* Written task
The records are to be restated in their entirety, word for word.

* Material for this task
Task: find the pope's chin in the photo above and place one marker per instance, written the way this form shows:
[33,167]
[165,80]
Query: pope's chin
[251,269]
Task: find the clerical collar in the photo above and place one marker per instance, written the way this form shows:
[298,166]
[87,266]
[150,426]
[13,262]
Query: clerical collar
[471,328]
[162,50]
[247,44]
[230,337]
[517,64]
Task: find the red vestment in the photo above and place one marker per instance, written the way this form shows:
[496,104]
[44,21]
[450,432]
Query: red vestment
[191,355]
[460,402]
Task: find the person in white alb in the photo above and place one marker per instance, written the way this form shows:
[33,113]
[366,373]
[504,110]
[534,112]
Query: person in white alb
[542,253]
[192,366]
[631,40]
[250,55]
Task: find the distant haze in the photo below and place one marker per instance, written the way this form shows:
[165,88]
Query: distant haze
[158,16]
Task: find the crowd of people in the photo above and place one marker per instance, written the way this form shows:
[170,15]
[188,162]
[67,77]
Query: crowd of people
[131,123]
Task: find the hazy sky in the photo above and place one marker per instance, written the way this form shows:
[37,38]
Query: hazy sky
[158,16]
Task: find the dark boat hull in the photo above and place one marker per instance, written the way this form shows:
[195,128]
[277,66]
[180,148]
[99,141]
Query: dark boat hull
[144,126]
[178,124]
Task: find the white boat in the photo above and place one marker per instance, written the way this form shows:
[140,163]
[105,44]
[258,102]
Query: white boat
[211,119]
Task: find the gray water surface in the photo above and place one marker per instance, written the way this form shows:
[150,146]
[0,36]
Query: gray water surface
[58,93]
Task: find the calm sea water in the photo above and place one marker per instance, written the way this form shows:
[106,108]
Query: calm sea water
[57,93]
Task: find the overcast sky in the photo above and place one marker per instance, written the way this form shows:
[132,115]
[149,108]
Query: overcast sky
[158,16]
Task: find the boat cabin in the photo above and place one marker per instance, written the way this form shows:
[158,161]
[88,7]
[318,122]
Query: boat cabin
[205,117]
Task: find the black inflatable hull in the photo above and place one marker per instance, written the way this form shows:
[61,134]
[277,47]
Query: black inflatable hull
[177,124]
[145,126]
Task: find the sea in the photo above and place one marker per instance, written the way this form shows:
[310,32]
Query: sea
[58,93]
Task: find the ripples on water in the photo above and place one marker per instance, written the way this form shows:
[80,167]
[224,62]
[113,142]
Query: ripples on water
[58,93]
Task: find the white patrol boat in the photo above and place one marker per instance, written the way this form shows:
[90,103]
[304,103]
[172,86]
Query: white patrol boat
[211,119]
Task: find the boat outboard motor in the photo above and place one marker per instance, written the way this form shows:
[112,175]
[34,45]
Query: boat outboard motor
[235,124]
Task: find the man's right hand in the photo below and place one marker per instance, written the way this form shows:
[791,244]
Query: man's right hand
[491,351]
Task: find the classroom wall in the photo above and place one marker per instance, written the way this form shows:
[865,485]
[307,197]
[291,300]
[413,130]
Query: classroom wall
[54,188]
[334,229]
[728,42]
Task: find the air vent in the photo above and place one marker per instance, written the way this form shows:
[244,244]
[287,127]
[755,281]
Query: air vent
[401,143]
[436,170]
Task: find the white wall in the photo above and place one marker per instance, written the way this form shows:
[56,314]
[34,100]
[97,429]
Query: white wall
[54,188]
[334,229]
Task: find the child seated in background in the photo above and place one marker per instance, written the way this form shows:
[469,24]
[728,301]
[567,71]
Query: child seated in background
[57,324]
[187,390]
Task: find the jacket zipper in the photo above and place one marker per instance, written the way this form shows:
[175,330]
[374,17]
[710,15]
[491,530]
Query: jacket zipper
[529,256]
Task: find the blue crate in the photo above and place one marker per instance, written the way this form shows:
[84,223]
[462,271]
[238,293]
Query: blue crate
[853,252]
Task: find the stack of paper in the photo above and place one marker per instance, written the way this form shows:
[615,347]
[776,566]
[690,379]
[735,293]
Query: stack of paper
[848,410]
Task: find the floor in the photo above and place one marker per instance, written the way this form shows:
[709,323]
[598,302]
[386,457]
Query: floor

* Task output
Task: find the pope's chin in the photo above and place one marker per instance, written the way this form shows:
[33,167]
[165,80]
Query: pope's chin
[251,269]
Task: find the clerical collar in the photo above and place one marker per instance, written the way this form shows:
[298,166]
[87,266]
[150,426]
[13,262]
Query: clerical collar
[471,328]
[162,50]
[247,44]
[230,337]
[517,64]
Task: find the red vestment in the photo above and place one marker per instance, written the way this form shows:
[496,104]
[44,21]
[450,432]
Query: red vestment
[191,355]
[460,402]
Task: find the person in white alb in the photo above and place one marker per instance, written the way this form shows:
[33,113]
[366,373]
[504,110]
[534,112]
Query: person in white alb
[542,253]
[192,366]
[631,40]
[250,55]
Task: find the distant haze in the photo below and place one marker per instance, written the way this form shows:
[165,88]
Query: distant haze
[158,16]
Task: find the crowd of people in the photo above and place one marker per instance, written the way this form shows:
[170,15]
[188,162]
[67,77]
Query: crowd of people
[131,123]
Task: find the hazy sky in the photo above and place one marker per instance, written the way this form shows:
[37,38]
Query: hazy sky
[158,16]
Task: find the dark boat hull in the photo above and place one marker per instance, written the way this form shows:
[195,128]
[277,66]
[180,148]
[99,141]
Query: dark boat hull
[144,126]
[178,124]
Task: find the white boat in the photo above and place one marker per instance, written the way this form shows:
[140,163]
[105,44]
[258,102]
Query: white boat
[211,119]
Task: find the gray water surface in the photo above and place one marker per instance, written the way this form shows:
[150,146]
[0,36]
Query: gray water surface
[58,93]
Task: find the calm sea water in the photo above and place one marker per instance, written the way this form shows:
[106,108]
Query: calm sea water
[57,93]
Task: find the overcast sky in the photo above and place one marker per instance, written the way this form shows:
[132,115]
[149,108]
Query: overcast sky
[158,16]
Task: find the boat cabin in the photo above and place one marker per instance, written the way this form shows:
[158,161]
[88,7]
[318,122]
Query: boat cabin
[205,117]
Task: find the black inflatable hull in the photo above and place one marker per instance, written the way this form shows:
[61,134]
[277,47]
Query: black inflatable hull
[177,124]
[145,126]
Task: find the sea in the photo above and place one marker per instance, written the way this form shows:
[310,32]
Query: sea
[58,93]
Task: find the ripples on water in the photo above and place one marker per instance, written the way this form shows:
[80,167]
[224,62]
[113,142]
Query: ripples on water
[58,93]
Task: find the white patrol boat in the photo above and place one marker per instance, written the way this form shows:
[90,103]
[304,103]
[172,86]
Query: white patrol boat
[211,119]
Task: find the boat outboard motor in the photo above and place one marker per instance, written the way this form shows:
[112,175]
[34,45]
Query: boat outboard motor
[235,124]
Task: find the man's right hand in the photo below and place one marker per instance, written the way this form shows:
[791,244]
Query: man's right hand
[491,351]
Task: find the classroom wall in the photo above and place one marker per instance, written the way this form shows:
[865,485]
[307,197]
[291,300]
[413,130]
Query: classroom wall
[54,188]
[334,229]
[728,42]
Task: find the air vent in the photo above and place one marker per instance, written the way this form shows:
[244,244]
[287,127]
[755,281]
Query: air vent
[401,143]
[436,170]
Task: find the white wall in the photo above and place one marker per instance, written the way this form shows:
[56,314]
[34,100]
[97,429]
Query: white wall
[54,188]
[334,229]
Task: find the child seated in background in the photo above and place one marker per instance, written the way this form shows:
[469,24]
[728,301]
[567,71]
Query: child seated in background
[57,324]
[187,390]
Task: find the jacket zipper in the photo above and place one marker per instance, written the way this form shows:
[175,330]
[374,17]
[710,15]
[491,530]
Query: jacket zipper
[529,256]
Task: find the blue crate in the photo above and place one marker per instance, written the way this form shows:
[84,223]
[462,271]
[238,293]
Query: blue crate
[853,252]
Task: find the stack of paper in the photo above and place one marker per instance, written the way this form shows:
[615,347]
[776,566]
[690,379]
[735,293]
Query: stack of paper
[848,410]
Task: find the floor in the photo above and place one marker per instance, written the way this form shows:
[709,323]
[598,302]
[386,457]
Query: floor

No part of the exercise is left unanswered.